▸ **WHAT THE TASK REQUIRES**
Write out, as an exact transcription, the line that has "point: blurred background" and each line after it through the end of the data below.

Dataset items
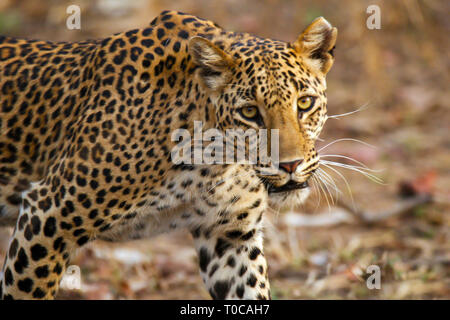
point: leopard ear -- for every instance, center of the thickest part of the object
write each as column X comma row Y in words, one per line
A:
column 215, row 64
column 316, row 44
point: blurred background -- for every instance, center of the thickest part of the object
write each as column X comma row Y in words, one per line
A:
column 399, row 74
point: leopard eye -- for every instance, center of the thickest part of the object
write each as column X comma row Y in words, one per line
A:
column 305, row 104
column 249, row 112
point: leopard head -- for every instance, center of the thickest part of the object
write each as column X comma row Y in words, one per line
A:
column 257, row 83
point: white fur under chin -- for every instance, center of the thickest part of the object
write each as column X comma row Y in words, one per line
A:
column 290, row 199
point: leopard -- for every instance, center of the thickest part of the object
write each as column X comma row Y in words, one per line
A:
column 86, row 140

▸ **SOLUTION FOR THIS EXERCISE**
point: blurred background -- for every instance, center of the thickest part of the object
write each as column X comma row Y in words, one per line
A:
column 399, row 74
point: leopard eye -- for every instance, center of the thickest part of the object
write each as column X comma row Y in words, one per line
A:
column 305, row 104
column 249, row 112
point: leopard head -- for every instance, center of the thickest part of the object
write each as column X comma row Y in words, one per line
A:
column 257, row 83
point: white fur under chin -- for every instance, center of the thickest part of the object
write each as column X comma row Y in words, one per line
A:
column 290, row 199
point: leopard -- for every instance, center of the thickest part of the object
write each as column X comma row Y in words, one per line
A:
column 86, row 140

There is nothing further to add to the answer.